Your goal: Report every line below that contains the word "building", copying each such line in full. Case counts.

======== Input material ========

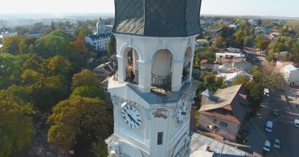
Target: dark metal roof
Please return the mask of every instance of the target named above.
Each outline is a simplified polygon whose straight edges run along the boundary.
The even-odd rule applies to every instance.
[[[199,34],[201,0],[115,0],[113,32],[155,37]]]

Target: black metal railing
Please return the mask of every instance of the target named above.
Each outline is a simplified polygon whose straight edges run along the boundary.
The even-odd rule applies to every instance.
[[[113,70],[114,71],[114,75],[113,75],[113,79],[119,80],[119,67],[117,62],[113,62]]]
[[[182,77],[181,78],[182,82],[188,80],[189,77],[190,68],[189,68],[189,67],[186,67],[183,69]]]
[[[160,94],[166,94],[171,91],[172,74],[166,76],[160,76],[151,74],[150,90]]]
[[[119,74],[117,70],[114,73],[114,75],[113,75],[113,79],[116,81],[119,80]]]
[[[138,84],[139,82],[139,73],[137,70],[134,70],[131,68],[126,68],[126,81],[132,83]]]

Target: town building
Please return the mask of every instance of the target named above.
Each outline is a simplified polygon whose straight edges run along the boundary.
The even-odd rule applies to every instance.
[[[255,32],[267,34],[271,32],[271,28],[267,27],[257,27],[255,28]]]
[[[100,88],[101,88],[105,93],[105,95],[106,96],[105,103],[107,108],[108,109],[112,109],[113,108],[113,104],[112,103],[112,100],[111,100],[111,95],[108,91],[108,81],[109,79],[110,79],[110,78],[108,77],[102,81],[102,82],[101,82],[101,84],[100,84]]]
[[[291,54],[287,51],[275,53],[274,54],[277,60],[281,61],[286,61],[288,59],[288,57],[291,56]]]
[[[219,29],[204,28],[203,28],[203,34],[204,34],[204,36],[209,36],[213,40],[216,39],[220,34],[223,29],[223,27]]]
[[[216,53],[215,62],[218,65],[234,66],[234,63],[241,62],[244,61],[244,59],[245,55],[241,53]]]
[[[118,69],[108,87],[114,116],[114,132],[105,140],[109,157],[191,154],[190,108],[197,86],[191,74],[201,5],[115,1]]]
[[[199,128],[235,141],[247,114],[248,93],[242,85],[219,89],[214,95],[207,89],[202,93]]]
[[[206,39],[196,40],[195,47],[208,47],[209,46],[209,42]]]
[[[95,51],[105,51],[108,49],[111,33],[89,35],[85,37],[85,40],[93,47]]]
[[[40,38],[41,37],[41,34],[40,33],[40,32],[38,31],[30,31],[25,33],[24,35],[36,38]]]
[[[116,66],[116,62],[110,61],[100,65],[93,69],[92,71],[101,81],[103,81],[114,74]]]
[[[111,25],[106,25],[102,18],[100,17],[99,21],[96,23],[96,32],[94,34],[110,33],[112,30],[112,27],[113,26]]]
[[[227,87],[229,87],[232,86],[233,82],[235,79],[239,77],[245,76],[249,78],[252,78],[252,76],[247,74],[242,70],[239,70],[239,68],[236,68],[231,69],[230,70],[227,70],[226,73],[218,73],[217,75],[217,77],[223,78],[223,81],[225,82],[225,85]],[[224,70],[221,68],[219,70]],[[231,73],[230,71],[232,70],[235,70],[236,72]]]
[[[230,25],[229,28],[232,29],[237,29],[238,28],[238,25],[236,24]]]
[[[15,31],[6,31],[1,32],[0,34],[0,39],[9,36],[18,35],[18,33]]]

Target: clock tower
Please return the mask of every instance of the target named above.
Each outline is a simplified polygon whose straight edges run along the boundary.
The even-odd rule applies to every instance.
[[[187,157],[200,0],[115,0],[109,157]]]

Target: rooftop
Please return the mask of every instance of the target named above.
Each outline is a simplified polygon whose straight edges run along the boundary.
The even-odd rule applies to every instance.
[[[191,133],[190,142],[191,149],[190,157],[254,157],[250,153],[236,148],[237,147],[247,148],[249,147],[248,146],[218,140],[198,133]],[[209,148],[210,152],[207,151],[207,147]]]
[[[115,1],[113,32],[146,36],[186,37],[200,31],[201,0]]]

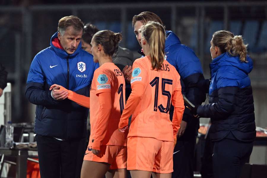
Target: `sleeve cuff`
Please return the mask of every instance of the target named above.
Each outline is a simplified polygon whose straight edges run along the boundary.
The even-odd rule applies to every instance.
[[[53,98],[53,99],[55,100],[56,100],[56,99],[55,99],[55,98],[54,98],[54,97],[53,97],[53,95],[52,95],[52,90],[51,90],[51,96],[52,97],[52,98]]]

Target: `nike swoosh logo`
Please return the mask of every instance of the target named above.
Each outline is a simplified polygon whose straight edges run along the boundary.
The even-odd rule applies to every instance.
[[[50,65],[50,68],[53,68],[54,67],[55,67],[57,66],[58,66],[58,64],[57,65],[56,65],[55,66],[51,66],[51,65]]]
[[[179,152],[179,151],[180,151],[180,150],[179,150],[179,151],[177,151],[176,152],[174,152],[173,153],[173,154],[174,155],[174,154],[175,154],[175,153],[177,153],[177,152]]]

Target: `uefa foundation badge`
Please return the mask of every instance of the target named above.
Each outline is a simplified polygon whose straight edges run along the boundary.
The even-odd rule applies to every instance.
[[[100,85],[97,85],[97,89],[101,90],[101,89],[110,89],[110,85],[109,84],[105,84],[108,80],[108,79],[105,74],[100,74],[97,77],[97,82],[99,84],[104,84]]]
[[[133,82],[136,81],[141,81],[142,80],[142,77],[137,77],[140,73],[141,73],[141,69],[139,67],[135,68],[133,71],[133,77],[134,78],[133,78],[131,80],[131,83]]]

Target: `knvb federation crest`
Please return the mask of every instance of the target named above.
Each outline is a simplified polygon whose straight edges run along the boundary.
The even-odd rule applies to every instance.
[[[84,71],[86,69],[85,63],[83,62],[80,62],[77,63],[78,69],[79,71],[82,72]]]
[[[100,74],[97,77],[97,81],[100,84],[105,84],[108,80],[107,77],[105,74]]]

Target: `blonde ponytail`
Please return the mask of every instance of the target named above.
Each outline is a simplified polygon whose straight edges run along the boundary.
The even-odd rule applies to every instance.
[[[233,56],[239,55],[240,60],[242,62],[247,61],[247,44],[244,44],[242,36],[235,36],[228,42],[225,49],[227,52]]]
[[[160,69],[164,60],[165,30],[158,22],[149,22],[143,27],[142,34],[150,47],[150,58],[153,70]]]
[[[212,42],[222,53],[227,52],[233,56],[239,55],[241,61],[247,61],[248,45],[244,44],[241,35],[234,36],[232,33],[225,30],[218,31],[213,34]]]

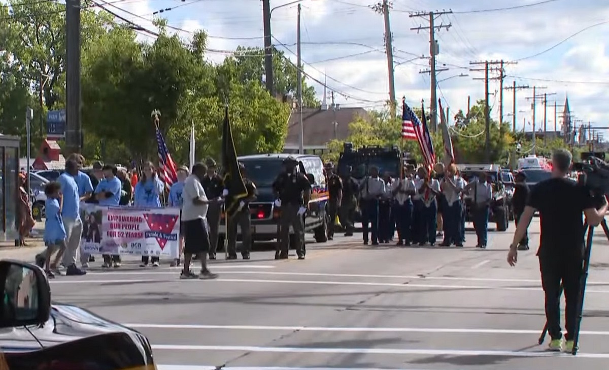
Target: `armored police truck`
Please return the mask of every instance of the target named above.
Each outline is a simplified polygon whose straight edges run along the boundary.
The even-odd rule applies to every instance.
[[[308,154],[269,154],[245,155],[238,160],[245,166],[245,177],[253,182],[258,189],[258,196],[250,203],[252,219],[252,238],[253,241],[269,241],[278,235],[281,207],[275,206],[273,182],[283,171],[283,160],[292,155],[298,161],[296,170],[306,174],[312,180],[309,212],[304,218],[304,231],[312,231],[317,243],[328,241],[328,226],[329,216],[327,211],[329,198],[323,163],[317,155]],[[224,246],[226,235],[225,219],[222,213],[219,230],[219,247]],[[290,235],[294,230],[290,228]],[[237,228],[237,240],[241,240],[241,229]],[[292,238],[290,238],[292,248]]]

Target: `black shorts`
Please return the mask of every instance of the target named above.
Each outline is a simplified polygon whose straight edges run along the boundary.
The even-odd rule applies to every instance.
[[[195,254],[209,251],[209,235],[202,218],[183,221],[184,253]]]

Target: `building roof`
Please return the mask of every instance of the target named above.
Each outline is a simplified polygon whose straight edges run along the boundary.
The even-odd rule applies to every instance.
[[[336,110],[330,105],[328,109],[303,109],[303,133],[304,146],[325,146],[333,140],[346,140],[349,136],[349,124],[359,115],[367,118],[368,112],[363,108],[343,108],[337,105]],[[287,123],[286,146],[298,145],[300,115],[292,111]],[[333,123],[336,122],[335,125]]]

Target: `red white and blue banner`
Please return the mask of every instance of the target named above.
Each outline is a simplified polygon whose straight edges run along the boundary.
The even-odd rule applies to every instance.
[[[81,205],[80,251],[178,258],[180,208]]]

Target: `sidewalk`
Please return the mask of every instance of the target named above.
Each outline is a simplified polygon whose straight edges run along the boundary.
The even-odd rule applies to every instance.
[[[33,262],[34,256],[44,250],[42,235],[44,232],[44,220],[37,222],[30,238],[26,238],[26,247],[15,246],[14,240],[0,241],[0,260],[19,260]]]

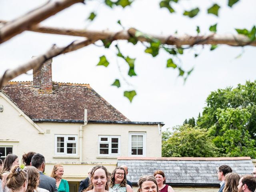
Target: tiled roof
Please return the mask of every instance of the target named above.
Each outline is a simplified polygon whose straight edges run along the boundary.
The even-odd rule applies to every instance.
[[[218,186],[216,171],[222,165],[230,166],[240,176],[252,173],[254,165],[248,157],[230,158],[118,157],[117,165],[128,168],[127,179],[136,183],[140,177],[162,170],[171,186]]]
[[[84,120],[84,109],[91,121],[128,121],[87,84],[53,82],[52,91],[42,92],[32,82],[10,82],[4,93],[33,119]]]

========

Finished exercise:
Target: town building
Target: `building roof`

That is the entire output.